** Start **

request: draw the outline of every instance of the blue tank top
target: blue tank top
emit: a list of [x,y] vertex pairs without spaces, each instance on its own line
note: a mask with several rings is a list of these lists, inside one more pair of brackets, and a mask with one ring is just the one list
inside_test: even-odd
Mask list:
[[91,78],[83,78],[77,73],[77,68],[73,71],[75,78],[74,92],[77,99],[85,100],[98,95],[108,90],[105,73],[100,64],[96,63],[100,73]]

** End **

Copy out every line of the records above, changing nothing.

_TASK ANSWER_
request: draw the outline of every instance of the blue tank top
target: blue tank top
emit: a list of [x,y] vertex pairs without spaces, each instance on its own line
note: a mask with several rings is a list of these lists, inside one more pair of brackets, and a mask with one ring is just the one list
inside_test: even-odd
Mask list:
[[91,78],[83,78],[77,73],[77,68],[73,71],[75,78],[74,92],[77,99],[85,100],[98,95],[108,90],[105,73],[100,64],[96,63],[100,73]]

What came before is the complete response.